==== Source material ====
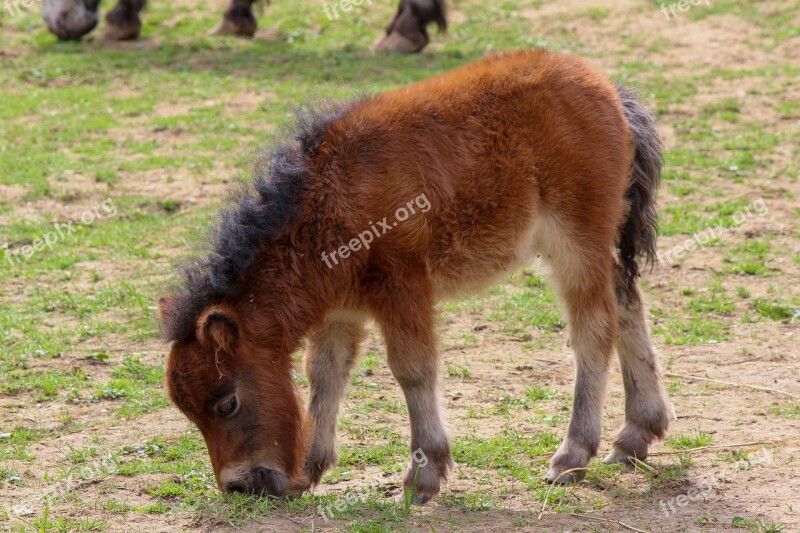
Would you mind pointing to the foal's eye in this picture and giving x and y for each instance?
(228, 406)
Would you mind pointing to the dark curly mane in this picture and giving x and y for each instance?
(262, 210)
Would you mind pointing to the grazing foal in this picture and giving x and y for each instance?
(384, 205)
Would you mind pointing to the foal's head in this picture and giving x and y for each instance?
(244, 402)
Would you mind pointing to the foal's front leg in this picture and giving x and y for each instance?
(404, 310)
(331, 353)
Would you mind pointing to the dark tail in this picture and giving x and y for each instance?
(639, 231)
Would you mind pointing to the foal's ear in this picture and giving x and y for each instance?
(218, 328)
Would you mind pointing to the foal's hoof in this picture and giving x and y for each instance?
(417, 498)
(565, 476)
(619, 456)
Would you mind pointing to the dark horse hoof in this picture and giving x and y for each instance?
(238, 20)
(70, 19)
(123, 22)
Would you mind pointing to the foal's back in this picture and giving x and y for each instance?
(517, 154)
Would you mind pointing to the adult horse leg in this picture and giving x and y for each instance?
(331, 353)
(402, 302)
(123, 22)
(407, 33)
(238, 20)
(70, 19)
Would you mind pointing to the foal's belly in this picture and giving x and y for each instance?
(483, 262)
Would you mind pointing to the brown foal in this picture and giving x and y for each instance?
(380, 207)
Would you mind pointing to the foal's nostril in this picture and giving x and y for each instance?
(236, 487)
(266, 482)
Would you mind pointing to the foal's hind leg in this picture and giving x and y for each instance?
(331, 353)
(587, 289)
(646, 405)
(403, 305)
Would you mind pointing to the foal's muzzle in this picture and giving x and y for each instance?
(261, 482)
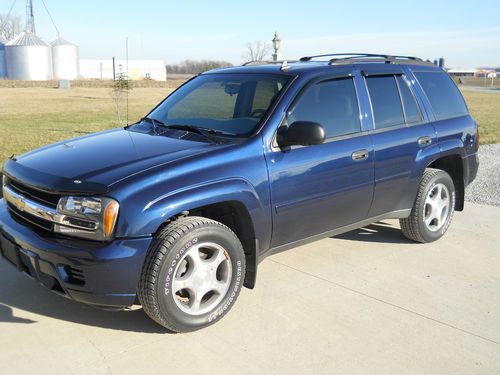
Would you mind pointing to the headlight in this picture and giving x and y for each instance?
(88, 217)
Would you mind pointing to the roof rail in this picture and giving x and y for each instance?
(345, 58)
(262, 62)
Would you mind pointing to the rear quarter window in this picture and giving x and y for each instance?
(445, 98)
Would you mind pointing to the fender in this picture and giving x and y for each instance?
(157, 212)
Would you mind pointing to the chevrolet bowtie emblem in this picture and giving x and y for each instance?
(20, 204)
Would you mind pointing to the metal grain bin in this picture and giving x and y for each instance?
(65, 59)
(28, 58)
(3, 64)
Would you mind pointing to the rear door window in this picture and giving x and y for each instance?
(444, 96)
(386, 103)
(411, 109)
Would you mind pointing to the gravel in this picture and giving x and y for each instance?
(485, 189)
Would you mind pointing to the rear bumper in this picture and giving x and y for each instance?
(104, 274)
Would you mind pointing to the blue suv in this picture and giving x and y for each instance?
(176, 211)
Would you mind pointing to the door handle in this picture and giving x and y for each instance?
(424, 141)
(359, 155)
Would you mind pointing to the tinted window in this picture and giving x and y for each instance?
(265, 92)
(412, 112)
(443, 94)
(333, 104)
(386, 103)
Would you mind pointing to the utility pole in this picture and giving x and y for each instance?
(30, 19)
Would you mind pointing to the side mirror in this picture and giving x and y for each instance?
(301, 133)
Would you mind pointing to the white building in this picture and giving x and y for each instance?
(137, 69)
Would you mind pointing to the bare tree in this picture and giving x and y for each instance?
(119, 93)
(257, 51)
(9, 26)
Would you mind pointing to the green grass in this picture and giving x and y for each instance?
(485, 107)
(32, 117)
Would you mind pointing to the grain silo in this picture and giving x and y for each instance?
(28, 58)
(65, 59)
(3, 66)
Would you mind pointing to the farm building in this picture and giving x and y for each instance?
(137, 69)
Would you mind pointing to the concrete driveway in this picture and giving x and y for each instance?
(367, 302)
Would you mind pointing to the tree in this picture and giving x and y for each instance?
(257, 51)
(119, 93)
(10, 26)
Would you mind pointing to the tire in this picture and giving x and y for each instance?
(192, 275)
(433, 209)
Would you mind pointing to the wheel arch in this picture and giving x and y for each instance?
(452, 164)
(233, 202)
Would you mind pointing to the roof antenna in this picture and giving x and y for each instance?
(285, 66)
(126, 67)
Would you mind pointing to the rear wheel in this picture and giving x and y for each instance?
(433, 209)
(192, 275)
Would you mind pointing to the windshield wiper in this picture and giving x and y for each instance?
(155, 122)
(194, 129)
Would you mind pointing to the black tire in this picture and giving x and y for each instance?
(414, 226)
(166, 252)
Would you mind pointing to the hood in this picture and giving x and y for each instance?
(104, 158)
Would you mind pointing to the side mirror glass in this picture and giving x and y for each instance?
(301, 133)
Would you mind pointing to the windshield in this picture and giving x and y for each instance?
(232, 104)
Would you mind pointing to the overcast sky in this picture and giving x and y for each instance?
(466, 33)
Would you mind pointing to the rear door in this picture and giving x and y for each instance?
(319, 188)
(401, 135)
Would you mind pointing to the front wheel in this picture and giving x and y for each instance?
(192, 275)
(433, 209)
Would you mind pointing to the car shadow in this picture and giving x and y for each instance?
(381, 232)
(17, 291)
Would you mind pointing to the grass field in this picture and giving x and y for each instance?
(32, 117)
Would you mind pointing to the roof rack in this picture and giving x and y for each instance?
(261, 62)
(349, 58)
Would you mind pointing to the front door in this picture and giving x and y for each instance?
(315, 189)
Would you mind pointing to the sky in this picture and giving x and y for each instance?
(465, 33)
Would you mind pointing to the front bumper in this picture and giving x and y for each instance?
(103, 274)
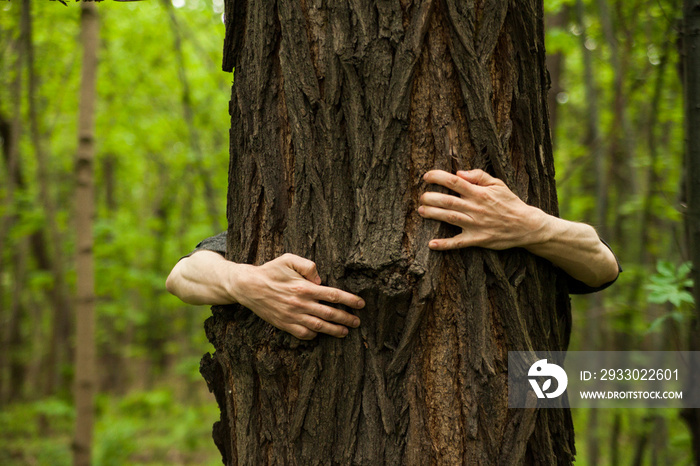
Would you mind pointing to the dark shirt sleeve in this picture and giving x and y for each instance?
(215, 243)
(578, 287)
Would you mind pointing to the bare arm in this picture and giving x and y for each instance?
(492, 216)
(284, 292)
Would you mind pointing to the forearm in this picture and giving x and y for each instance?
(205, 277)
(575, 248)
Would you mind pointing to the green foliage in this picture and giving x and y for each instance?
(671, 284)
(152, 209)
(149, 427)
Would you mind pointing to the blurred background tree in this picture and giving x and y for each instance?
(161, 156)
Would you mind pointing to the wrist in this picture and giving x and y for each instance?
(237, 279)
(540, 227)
====
==== Source material ====
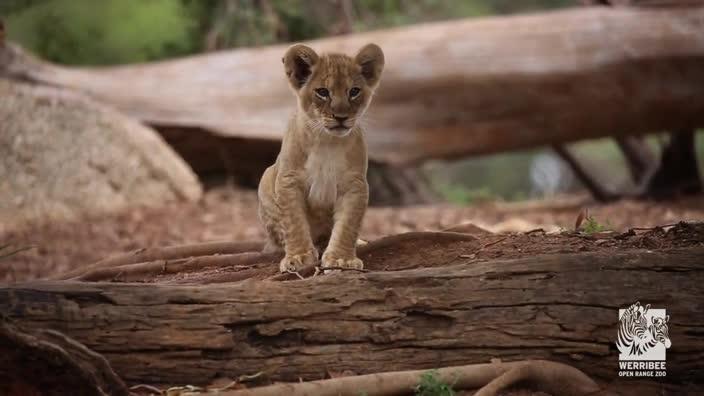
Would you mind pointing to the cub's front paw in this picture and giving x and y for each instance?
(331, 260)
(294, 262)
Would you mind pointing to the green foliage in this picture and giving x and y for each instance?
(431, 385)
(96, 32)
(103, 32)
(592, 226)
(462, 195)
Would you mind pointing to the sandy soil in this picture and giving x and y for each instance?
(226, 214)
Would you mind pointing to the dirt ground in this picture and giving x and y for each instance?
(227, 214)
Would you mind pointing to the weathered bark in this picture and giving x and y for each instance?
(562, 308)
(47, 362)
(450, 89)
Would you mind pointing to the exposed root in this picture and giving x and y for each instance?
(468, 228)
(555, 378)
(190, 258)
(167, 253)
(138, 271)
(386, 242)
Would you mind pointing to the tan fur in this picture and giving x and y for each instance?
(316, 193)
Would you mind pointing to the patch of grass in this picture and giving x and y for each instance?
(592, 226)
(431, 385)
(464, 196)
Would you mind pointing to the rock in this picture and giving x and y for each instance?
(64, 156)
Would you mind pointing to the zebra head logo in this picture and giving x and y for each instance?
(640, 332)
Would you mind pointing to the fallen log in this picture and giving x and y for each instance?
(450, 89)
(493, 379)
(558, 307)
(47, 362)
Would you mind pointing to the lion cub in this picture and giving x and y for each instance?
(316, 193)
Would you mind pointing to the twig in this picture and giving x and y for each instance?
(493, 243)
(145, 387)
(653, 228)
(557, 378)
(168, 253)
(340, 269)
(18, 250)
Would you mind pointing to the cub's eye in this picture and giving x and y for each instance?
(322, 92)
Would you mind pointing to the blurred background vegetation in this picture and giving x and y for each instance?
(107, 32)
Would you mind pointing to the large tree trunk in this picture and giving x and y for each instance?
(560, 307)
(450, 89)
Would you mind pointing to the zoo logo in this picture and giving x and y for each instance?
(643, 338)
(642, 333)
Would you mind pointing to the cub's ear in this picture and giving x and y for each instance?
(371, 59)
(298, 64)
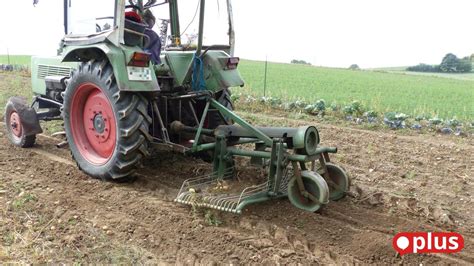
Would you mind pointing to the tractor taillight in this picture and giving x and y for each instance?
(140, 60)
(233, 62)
====
• What this task involves
Count the lines in the entries above that contain the string "horse", matching case exactly, and give only the number.

• Exercise output
2